→ Texto dado:
-*-

Álvaro Cunqueiro. Vida y fugas de Fanto Fantini.
Ediciones Orbis, 1984. 188 páginas.
Houdini metafísico
Ando a la caza de cuanto libro puedo encontrar de Álvaro Cunqueiro, porque cuanto más conozco de este autor menos me explico lo poco conocido que es. Explotando una vertiente se un realismo mágico muy particular y anterior al popularizado por García Márquez sus libros son originales y frescos.
Según explicaba el propio Cunqueiro en la entrevista que le hacían en el programa A Fondo la idea surge de una línea de un libro antiguo, único sitio donde se nombra a Fanto Fantini y sus extraordinarias fugas. A la imaginación del autor debemos la invención de las diversas fugas y las vidas de quienes rodearon a este extraordinario personaje, incluyendo la de su caballo Lionfante.

-*-

→ Datos proporcionados:
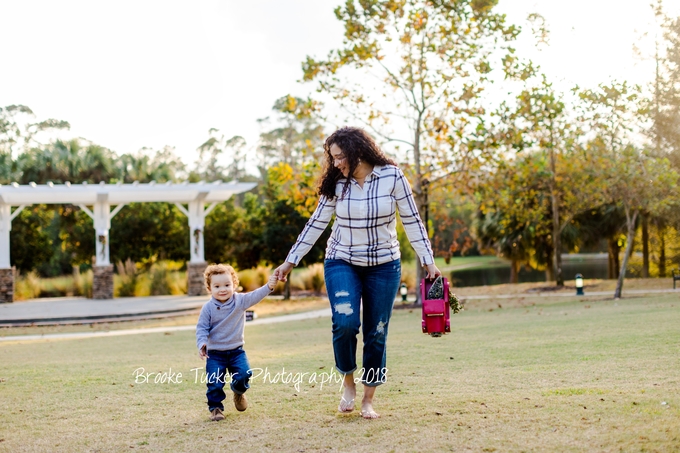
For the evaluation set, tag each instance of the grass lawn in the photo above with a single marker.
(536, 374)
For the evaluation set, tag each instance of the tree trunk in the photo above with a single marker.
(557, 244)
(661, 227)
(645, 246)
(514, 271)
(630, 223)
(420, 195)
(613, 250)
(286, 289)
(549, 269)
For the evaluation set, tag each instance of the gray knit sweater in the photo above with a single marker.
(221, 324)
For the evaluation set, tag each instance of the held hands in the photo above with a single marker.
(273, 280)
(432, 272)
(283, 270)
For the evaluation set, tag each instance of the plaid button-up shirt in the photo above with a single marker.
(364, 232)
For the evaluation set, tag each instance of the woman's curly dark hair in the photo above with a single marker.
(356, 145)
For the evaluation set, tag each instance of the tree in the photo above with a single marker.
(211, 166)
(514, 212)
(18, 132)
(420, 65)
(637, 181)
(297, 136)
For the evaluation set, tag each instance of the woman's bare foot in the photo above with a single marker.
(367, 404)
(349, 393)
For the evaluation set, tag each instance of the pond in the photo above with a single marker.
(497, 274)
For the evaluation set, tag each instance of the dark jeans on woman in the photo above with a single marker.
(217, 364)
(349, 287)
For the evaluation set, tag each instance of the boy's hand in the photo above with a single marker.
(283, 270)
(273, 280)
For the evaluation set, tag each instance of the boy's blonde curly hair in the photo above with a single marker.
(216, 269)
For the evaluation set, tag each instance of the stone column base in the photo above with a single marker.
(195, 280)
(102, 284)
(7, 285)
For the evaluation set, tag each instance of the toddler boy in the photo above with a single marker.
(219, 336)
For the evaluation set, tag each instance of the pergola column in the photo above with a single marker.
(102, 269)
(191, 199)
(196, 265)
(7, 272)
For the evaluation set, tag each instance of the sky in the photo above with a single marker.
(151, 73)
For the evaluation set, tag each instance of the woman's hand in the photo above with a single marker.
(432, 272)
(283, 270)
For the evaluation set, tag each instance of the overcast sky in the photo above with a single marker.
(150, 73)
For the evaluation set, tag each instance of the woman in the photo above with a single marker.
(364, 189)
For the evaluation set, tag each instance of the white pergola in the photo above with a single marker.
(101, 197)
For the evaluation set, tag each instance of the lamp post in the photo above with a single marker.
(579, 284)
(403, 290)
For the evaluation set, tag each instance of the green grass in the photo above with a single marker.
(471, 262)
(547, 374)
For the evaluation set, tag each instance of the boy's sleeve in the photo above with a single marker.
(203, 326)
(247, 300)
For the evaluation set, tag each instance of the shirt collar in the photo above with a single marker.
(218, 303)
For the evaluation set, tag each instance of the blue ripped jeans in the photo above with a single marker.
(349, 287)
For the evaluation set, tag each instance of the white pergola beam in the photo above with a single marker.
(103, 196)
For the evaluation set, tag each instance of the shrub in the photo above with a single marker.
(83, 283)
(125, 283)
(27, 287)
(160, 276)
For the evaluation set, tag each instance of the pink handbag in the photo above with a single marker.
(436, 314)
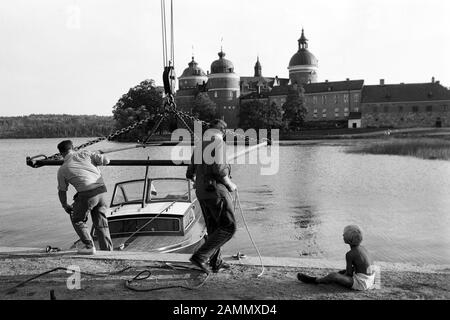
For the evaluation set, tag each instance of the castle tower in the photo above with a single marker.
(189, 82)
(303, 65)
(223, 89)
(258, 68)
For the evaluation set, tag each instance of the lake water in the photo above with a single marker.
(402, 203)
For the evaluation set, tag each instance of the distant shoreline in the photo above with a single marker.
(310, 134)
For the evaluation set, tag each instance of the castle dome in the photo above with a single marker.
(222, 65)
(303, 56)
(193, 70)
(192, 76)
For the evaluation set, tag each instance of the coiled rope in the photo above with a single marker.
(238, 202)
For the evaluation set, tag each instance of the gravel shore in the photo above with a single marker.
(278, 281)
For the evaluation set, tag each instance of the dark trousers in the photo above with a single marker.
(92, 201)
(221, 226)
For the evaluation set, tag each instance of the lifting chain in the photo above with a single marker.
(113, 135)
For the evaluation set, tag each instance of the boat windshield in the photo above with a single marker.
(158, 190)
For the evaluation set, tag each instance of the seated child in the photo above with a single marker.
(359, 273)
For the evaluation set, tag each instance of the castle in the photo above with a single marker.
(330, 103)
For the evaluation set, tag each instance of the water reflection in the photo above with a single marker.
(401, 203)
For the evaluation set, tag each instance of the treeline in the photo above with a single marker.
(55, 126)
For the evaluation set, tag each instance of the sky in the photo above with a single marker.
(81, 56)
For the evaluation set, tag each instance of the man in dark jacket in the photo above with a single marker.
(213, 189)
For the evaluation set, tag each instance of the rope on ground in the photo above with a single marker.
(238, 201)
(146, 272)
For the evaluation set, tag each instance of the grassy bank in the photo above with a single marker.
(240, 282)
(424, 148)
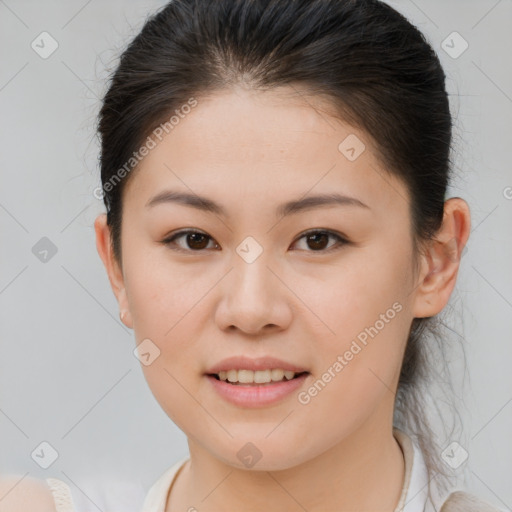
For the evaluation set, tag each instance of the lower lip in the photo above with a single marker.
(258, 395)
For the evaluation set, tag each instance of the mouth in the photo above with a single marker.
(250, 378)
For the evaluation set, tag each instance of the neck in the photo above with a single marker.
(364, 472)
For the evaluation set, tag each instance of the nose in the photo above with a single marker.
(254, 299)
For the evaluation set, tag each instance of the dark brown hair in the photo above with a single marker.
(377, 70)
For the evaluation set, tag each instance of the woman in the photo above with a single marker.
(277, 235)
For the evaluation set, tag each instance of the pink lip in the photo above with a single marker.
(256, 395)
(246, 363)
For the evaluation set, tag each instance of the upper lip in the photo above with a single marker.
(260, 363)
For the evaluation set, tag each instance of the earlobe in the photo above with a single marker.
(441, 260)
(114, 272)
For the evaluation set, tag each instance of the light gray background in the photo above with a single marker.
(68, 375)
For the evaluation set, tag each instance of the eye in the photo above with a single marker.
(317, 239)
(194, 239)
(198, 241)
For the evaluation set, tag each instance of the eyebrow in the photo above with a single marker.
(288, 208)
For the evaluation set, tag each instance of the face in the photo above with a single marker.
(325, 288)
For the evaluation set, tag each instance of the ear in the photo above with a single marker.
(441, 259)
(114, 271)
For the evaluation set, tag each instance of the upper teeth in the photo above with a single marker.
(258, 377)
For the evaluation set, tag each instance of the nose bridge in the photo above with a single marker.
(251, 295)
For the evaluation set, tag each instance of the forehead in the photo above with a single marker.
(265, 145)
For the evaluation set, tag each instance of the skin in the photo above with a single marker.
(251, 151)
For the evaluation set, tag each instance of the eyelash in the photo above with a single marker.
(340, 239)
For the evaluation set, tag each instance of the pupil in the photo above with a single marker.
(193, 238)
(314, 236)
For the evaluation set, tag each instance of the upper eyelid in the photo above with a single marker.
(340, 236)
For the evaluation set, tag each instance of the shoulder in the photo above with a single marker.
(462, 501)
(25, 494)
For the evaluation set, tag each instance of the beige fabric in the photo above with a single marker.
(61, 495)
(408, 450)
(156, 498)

-*-

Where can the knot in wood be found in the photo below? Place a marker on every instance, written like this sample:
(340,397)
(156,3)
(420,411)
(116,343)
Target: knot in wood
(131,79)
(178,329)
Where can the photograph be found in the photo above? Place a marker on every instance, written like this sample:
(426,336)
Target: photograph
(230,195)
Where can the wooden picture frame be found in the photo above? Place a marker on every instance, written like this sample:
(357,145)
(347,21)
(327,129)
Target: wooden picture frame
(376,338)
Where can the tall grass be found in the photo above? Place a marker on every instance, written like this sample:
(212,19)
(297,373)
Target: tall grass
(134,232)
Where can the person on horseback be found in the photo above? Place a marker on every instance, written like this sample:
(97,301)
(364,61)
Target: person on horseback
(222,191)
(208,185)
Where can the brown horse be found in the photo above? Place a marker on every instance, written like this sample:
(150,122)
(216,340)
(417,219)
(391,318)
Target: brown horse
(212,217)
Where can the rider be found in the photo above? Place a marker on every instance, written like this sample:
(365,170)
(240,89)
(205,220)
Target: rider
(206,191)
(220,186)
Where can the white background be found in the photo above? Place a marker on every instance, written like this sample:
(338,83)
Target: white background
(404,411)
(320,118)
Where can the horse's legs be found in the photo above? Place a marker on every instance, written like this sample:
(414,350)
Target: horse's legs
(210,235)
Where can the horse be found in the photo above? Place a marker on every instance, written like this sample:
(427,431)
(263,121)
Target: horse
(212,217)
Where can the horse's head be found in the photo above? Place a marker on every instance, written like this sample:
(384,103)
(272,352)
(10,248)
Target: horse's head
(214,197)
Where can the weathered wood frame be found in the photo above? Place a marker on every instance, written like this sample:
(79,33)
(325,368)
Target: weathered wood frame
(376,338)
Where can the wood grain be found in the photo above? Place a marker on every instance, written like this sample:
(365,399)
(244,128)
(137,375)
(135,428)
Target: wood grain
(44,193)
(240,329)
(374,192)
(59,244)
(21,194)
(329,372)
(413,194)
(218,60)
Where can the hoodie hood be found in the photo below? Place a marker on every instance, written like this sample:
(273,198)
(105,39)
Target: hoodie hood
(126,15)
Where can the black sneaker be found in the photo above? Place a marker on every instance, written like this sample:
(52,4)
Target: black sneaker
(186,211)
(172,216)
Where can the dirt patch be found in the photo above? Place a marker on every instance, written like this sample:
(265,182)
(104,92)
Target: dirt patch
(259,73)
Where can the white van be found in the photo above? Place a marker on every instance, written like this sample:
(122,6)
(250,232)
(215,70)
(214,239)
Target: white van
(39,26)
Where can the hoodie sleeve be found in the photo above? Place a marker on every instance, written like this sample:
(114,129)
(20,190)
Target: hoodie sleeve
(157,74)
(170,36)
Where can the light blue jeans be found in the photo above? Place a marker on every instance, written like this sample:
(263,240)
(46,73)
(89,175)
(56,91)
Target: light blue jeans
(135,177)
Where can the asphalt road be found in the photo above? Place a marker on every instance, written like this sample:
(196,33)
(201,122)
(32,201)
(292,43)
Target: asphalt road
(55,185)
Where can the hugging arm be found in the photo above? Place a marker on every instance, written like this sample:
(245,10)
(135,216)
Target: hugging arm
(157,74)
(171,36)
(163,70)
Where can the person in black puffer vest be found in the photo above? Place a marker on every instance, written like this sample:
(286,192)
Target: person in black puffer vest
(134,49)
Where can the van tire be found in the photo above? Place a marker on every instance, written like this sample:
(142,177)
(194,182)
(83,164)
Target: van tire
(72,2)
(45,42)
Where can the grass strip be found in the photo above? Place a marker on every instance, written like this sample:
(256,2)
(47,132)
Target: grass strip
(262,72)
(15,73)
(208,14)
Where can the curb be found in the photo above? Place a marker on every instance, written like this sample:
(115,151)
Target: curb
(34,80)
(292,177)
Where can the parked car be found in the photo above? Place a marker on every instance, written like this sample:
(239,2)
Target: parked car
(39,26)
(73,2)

-*-

→ Consigna 1: ¿Cómo se llama el caballo de Fanto Fantini según la reseña sobre Fanto Fantini?
→ Consigna 2: Continúa la reseña sobre Fanto Fantini a partir de su última oración.
El listado es material aparte y no guarda relación con el texto.

→ Resultado esperado 1: Lionfante.

→ Resultado esperado 2:
Fantini es capaz de escapar gracias a recursos extraordinarios. Puede conseguirse de la mano de un espectro, y por eso seduce a Dama Diana. En una celda aislada sin comida ni agua siempre cabe la esperanza de la salvación. Incluso en una prisión geométrica contruída en oro es posible encontrar una salida.
Un libro como éste es de difícil catalogación; el estilo de Cunqueiro es muy personal y aunque se le pueda relacionar con el surrealismo y tenga ecos del realismo mágico de un Carpentier, su voz tiene un acento propio. Un autor que no hay que dejar de lado.
Caminaban sin prisa hacia Florencia, contando con llegar a la ciudad del Arno la víspera de San Juan, que es cuando se corren los caballos y se hacen muestras de doma. Exigía también su pausa la yegua «Artemisa», que Fanto montaba, porque los muchos años le ponían un espasmo en la mano de cabalgar. Junio amanecía todos los días con sol, con bandadas de palomas en el aire, y el cuco agorero en los bosques. El cavaliere Capovilla le iba explicando a su pupilo las batallas que se dieron antaño en aquellas colinas, campos y vados, las más entre guelfos y gi-belinos, con marchas y contramarchas, trompetería y banderas al viento, y le contaba de las familias que vivían en los almenados castillos, casi todos visitados alguna vez por el crimen.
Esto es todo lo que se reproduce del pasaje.